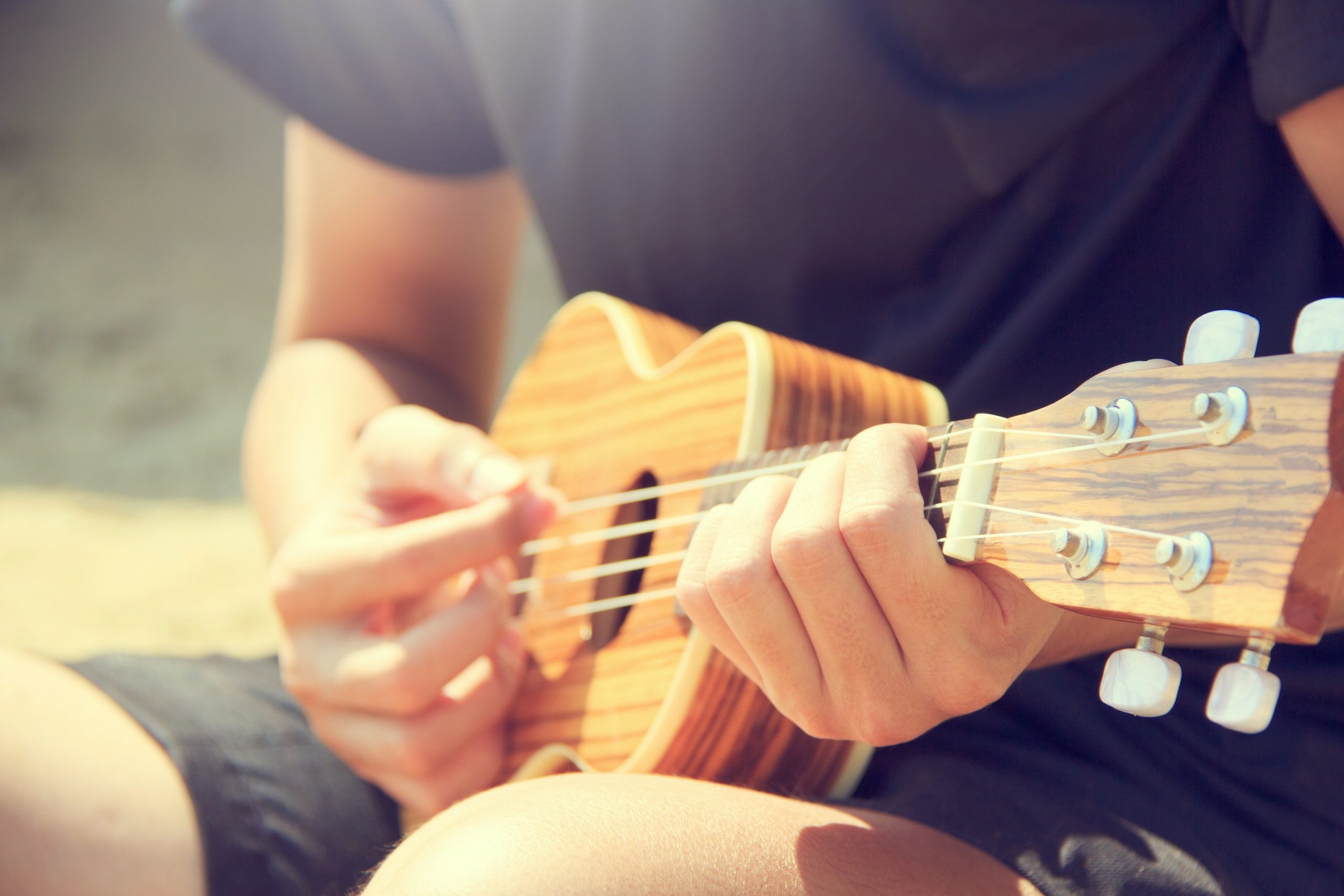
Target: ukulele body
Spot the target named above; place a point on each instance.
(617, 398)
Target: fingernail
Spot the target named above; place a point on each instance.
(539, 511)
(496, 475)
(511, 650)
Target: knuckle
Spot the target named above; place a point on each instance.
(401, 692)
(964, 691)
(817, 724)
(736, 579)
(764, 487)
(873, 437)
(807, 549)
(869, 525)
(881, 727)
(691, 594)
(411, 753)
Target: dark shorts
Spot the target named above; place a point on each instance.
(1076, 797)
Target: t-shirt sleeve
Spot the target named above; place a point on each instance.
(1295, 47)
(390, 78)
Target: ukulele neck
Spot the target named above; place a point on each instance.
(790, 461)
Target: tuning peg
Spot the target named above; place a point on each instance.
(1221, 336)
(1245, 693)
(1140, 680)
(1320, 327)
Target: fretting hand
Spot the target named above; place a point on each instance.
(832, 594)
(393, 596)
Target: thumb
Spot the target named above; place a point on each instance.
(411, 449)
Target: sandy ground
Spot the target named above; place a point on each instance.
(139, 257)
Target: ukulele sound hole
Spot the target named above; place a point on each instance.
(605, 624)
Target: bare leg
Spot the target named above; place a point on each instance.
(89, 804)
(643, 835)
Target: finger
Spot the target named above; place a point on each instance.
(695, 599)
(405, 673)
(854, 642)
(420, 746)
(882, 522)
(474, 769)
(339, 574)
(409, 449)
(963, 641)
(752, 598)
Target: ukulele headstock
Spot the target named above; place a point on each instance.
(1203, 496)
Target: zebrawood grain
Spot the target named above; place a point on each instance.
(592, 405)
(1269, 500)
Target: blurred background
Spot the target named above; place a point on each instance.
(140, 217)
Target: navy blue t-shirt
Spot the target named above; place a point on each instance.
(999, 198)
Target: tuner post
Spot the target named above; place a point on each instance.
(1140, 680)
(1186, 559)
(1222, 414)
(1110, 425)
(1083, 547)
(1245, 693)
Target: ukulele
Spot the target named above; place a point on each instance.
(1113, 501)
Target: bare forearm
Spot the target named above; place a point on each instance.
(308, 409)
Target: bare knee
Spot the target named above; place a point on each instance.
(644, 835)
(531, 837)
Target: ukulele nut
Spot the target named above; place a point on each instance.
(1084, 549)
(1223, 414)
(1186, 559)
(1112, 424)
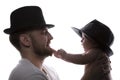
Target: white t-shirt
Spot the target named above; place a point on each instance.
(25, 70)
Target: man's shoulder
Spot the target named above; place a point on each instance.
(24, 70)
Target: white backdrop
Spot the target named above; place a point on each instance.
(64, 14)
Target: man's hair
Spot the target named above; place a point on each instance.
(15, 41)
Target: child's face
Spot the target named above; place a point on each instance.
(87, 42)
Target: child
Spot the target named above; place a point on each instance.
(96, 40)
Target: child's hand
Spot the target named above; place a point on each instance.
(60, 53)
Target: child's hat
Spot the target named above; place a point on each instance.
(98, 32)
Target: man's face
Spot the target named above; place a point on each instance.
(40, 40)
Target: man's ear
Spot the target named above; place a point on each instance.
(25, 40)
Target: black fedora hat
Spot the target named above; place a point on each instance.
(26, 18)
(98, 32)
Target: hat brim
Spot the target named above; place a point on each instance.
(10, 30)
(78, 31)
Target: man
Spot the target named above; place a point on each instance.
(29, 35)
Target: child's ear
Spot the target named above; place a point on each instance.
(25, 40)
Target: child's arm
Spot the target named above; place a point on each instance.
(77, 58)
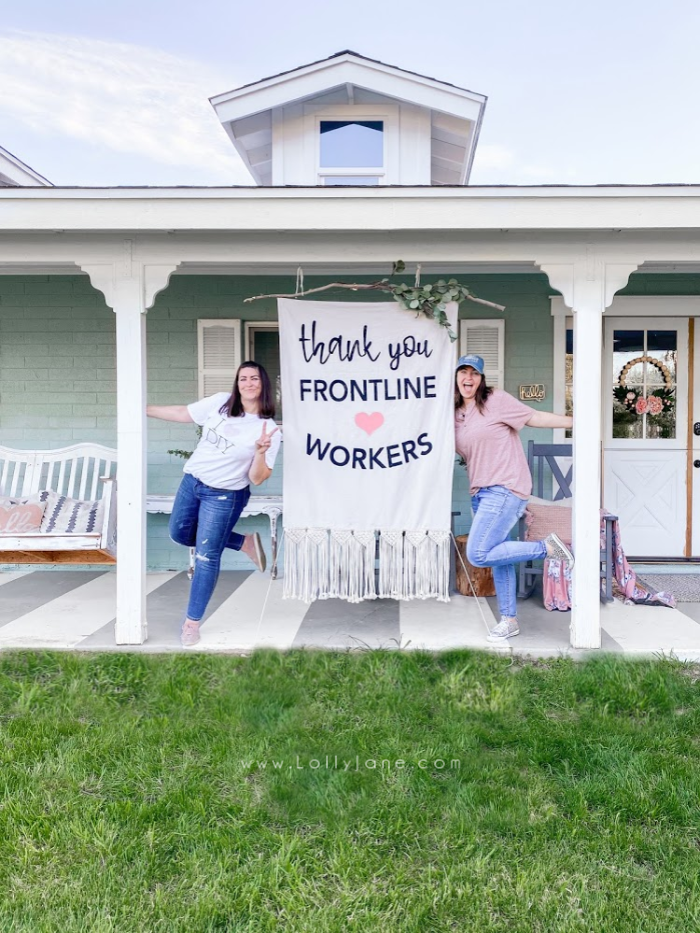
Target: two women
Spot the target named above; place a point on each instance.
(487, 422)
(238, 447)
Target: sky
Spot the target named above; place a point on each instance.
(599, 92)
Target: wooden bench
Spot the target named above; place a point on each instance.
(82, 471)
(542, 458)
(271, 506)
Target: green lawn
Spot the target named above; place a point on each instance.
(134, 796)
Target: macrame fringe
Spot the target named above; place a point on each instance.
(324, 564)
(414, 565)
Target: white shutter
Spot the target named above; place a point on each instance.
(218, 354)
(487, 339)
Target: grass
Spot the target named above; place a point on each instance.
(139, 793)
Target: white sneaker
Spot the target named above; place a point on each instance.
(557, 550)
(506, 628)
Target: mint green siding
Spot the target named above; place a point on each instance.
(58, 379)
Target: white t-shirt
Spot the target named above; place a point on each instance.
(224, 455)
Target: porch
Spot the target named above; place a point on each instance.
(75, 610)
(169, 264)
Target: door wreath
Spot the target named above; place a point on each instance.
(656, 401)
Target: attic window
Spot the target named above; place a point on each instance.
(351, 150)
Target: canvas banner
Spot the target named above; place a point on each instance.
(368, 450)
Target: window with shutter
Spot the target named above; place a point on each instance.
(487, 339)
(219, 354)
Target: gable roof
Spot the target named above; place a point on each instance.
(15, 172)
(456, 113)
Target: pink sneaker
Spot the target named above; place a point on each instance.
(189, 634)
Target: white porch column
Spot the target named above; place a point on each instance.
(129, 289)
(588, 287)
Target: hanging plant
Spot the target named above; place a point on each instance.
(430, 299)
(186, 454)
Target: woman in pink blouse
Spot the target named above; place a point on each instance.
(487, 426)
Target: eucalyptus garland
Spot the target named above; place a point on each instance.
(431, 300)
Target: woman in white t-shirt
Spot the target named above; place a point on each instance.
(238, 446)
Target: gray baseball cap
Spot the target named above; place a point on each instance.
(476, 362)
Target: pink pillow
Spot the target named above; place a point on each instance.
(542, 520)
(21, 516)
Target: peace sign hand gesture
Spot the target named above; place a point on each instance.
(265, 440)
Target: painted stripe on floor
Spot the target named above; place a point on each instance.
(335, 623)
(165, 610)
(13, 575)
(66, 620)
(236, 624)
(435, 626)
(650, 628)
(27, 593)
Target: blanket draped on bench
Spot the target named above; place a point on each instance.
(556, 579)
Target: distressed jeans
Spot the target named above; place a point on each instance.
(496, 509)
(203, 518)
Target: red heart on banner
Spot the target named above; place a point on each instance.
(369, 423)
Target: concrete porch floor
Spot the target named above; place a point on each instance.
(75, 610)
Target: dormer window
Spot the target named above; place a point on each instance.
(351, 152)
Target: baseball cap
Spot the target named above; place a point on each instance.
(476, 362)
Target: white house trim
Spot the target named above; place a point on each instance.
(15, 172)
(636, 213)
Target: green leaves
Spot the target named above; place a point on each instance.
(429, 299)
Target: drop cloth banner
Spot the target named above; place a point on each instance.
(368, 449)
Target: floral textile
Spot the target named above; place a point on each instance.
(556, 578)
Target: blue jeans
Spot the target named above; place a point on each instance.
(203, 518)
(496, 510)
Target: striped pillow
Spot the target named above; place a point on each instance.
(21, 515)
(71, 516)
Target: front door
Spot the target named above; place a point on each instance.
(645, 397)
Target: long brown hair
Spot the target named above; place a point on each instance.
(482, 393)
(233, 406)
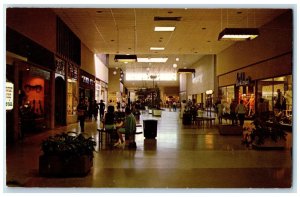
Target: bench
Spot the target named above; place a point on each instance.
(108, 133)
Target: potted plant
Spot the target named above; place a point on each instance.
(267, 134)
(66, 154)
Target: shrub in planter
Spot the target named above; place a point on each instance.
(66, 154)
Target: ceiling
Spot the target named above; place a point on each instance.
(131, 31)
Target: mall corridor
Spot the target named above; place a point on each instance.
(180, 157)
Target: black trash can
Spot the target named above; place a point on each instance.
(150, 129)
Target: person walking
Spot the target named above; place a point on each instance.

### Task statement
Copy all of the material above word for word, leaving out the pictures.

### Solution to this exercise
Target: ukulele body
Spot the target named above; place a point on each instance.
(617, 398)
Target: fingernail
Spot the target named above; place a point on each instance.
(539, 511)
(496, 475)
(511, 650)
Target: knuckle
Spot the target named above; place a point on each instance.
(401, 692)
(964, 691)
(817, 724)
(736, 579)
(764, 487)
(873, 437)
(807, 549)
(869, 525)
(881, 727)
(691, 594)
(411, 753)
Target: dark shorts
Spot the target named above; place a point on each instance.
(1076, 797)
Target: t-shirt sleeve
Spot the target named above; place a point on each instance.
(1295, 47)
(390, 78)
Target: ukulele neck
Spot the target named above; place a point on each instance.
(790, 461)
Target: tuning peg
Spot the target named above; place a point on each instance.
(1221, 336)
(1245, 693)
(1140, 680)
(1320, 327)
Target: fretting hand
Spot the target named above; place a point on each instance.
(832, 594)
(393, 596)
Target: thumb
Spot the target named above; place a point on each instance.
(411, 449)
Target: sandy ground
Spot the target named above; place a point on each instance.
(139, 257)
Target: ukulele sound hole
Spot the target named above; place a point on each instance.
(605, 624)
Target: bare leg
Spot the target named above; place a point on each instance.
(89, 804)
(643, 835)
Target: finger
Spot the target named above; place a point on each instance.
(695, 599)
(405, 673)
(854, 642)
(420, 746)
(882, 522)
(474, 769)
(339, 574)
(409, 449)
(963, 641)
(752, 598)
Target: ukulele headstock
Spot the target named above; place a point on each instance.
(1203, 496)
Target: zebrawood grain
Spot the target named above; place a point on each instance.
(592, 405)
(1269, 500)
Target: blurred background
Spot the target named above; place a point on each instance.
(140, 217)
Target: navy blue t-shirt
Spot the target named above; place a point on each instance.
(999, 198)
Target: tuner post
Spot the target named above; place a point on each instance.
(1140, 680)
(1186, 559)
(1222, 414)
(1110, 425)
(1083, 547)
(1245, 693)
Target: ukulele
Spot the target named above; place a point on each instance.
(1113, 501)
Target: bare forearm
Spot the target named above; place a point on each instance.
(308, 409)
Target: bare knee
Spot the target named above; place a point on each instance.
(644, 835)
(531, 837)
Target: ukulele nut
Spot the target named above; place a point on each instance.
(1084, 549)
(1223, 414)
(1186, 559)
(1112, 424)
Target: white t-shirt
Spot the target named above; place a point on each instance.
(25, 70)
Target: man's shoulder
Spot the target named above; place a point on each instance.
(24, 70)
Target: white backdrop
Spot the target named above; place a point on each instance.
(64, 14)
Target: man's hair
Spot the target named above; place a point on each instance.
(15, 41)
Target: child's face
Spot the target named above; place a point on each instance.
(87, 42)
Target: child
Spot the target named above; place a point on each instance.
(96, 40)
Target: child's hand
Spot the target named above; place a point on each instance.
(60, 53)
Target: child's hat
Spot the target named above; place a point on each instance.
(98, 32)
Target: man's face
Spot the target named above; place a point on each instance.
(40, 40)
Target: man's ear
Spot the target named above; place a point on each instance.
(25, 40)
Target: black fedora hat
Spot the target named above; place a point on each instance.
(26, 18)
(98, 32)
Target: hat brim
Spot the target named above; place a point on each instance.
(10, 30)
(78, 31)
Target: man
Spot the target named above; place a point on each instance.
(29, 35)
Target: child's ear
Spot the target named above; place a point on each instance.
(25, 40)
Target: child's arm
Spot the target named above; place a point on each instance.
(77, 58)
Target: two women
Spot the target named above; place a point on each instance.
(487, 422)
(238, 447)
Target: sky
Spot the target named above; place a point on each instance.
(599, 92)
Target: wooden bench
Spot the target named above; place a point on each instance.
(82, 471)
(542, 458)
(271, 506)
Target: green lawn
Spot the target named above; place a point on each instance.
(134, 796)
Target: macrame fringe
Spot the target named above; place a point on each instance.
(324, 564)
(414, 565)
Target: white shutter
Spot the target named above; place a point on each instance.
(218, 354)
(487, 339)
Target: grass
Spot the target named above; place a point on each instance.
(139, 793)
Target: white sneaker
Spot the target named above; place a point on each instance.
(557, 550)
(506, 628)
Target: mint green siding
Spot the target named above; place a point on each instance.
(58, 379)
Target: white t-shirt
Spot the target named above; place a point on each instance.
(224, 455)
Target: porch
Spot the target named above; place a point on each instance.
(75, 610)
(169, 264)
Target: door wreath
Spot the target named above; place a point on each instance.
(656, 401)
Target: attic window
Spot the target named above; place a point on each instance.
(351, 150)
Target: canvas banner
Spot the target named above; place a point on each instance.
(368, 450)
Target: window with shutter
Spot the target named above; place a point on each instance.
(487, 339)
(219, 354)
Target: gable roof
Spot the target named above; place a point on each instance.
(15, 172)
(456, 113)
Target: pink sneaker
Spot the target named above; place a point on each instance.
(189, 634)
Target: white porch column
Spot the target named above; place a point on each instance.
(129, 289)
(588, 287)
Target: hanging plant
Spot the target named above; place a point on each instance.
(430, 299)
(186, 454)
Target: woman in pink blouse
Spot the target named above; place a point on each instance.
(487, 426)
Target: eucalyptus garland
Spot the target named above; place a point on each instance.
(431, 300)
Target: woman in white t-shirt
Spot the target named above; place a point on each instance.
(238, 446)
Target: gray baseball cap
Spot the target named above; place a point on each instance.
(476, 362)
Target: pink pillow
Spot the target named above; place a point on each instance.
(542, 520)
(21, 516)
Target: peace sign hand gesture
Spot the target named above; place a point on each instance.
(265, 440)
Target: painted stripe on floor
Spot the target named above; place a point on each instance.
(335, 623)
(165, 610)
(13, 575)
(66, 620)
(236, 624)
(435, 626)
(650, 628)
(27, 593)
Target: blanket draped on bench
Spot the target named above; place a point on each instance.
(556, 579)
Target: distressed jeans
Spot the target named above; place a point on each instance.
(496, 509)
(203, 518)
Target: red heart on banner
Spot the target named above; place a point on each instance.
(369, 423)
Target: concrete porch floor
Spot the target named above; place a point on each instance.
(75, 610)
Target: dormer window
Spot the target named above; place a point on each instance.
(351, 152)
Target: baseball cap
Spot the target named above; place a point on each instance.
(476, 362)
Target: white house trim
Spot the target named above; place a point on each instance.
(15, 172)
(636, 213)
Target: green leaves
Spot the target named above; place a point on each instance.
(429, 299)
Target: drop cloth banner
Spot the target named above; place a point on each instance.
(368, 449)
Target: floral textile
Spot the target named above; place a point on each instance.
(556, 578)
Target: blue jeans
Spot the target named above; place a point on each instance.
(203, 518)
(496, 510)
Target: striped pillow
Spot the target named above; place a point on each instance.
(21, 515)
(71, 516)
Target: front door
Spot the target named above; place a point on each instance.
(645, 397)
Target: long brown hair
Spot the target named above; place a point on each instance.
(482, 393)
(233, 406)
Target: bench
Spot the target named above; place a point on each instance.
(108, 133)
Target: potted plant
Spot the target named above; place a point on each instance.
(267, 134)
(66, 154)
Target: shrub in planter
Spot the target named above; place a point on each instance.
(66, 154)
Target: ceiling
Spot the target named above; place a point on each instance.
(131, 31)
Target: mall corridor
Spot the target named above; place a point on each instance.
(180, 157)
Target: black trash can
Spot the target named above; place a point on each instance.
(150, 129)
Target: person walking
Spot the target named above; place a point on each instance.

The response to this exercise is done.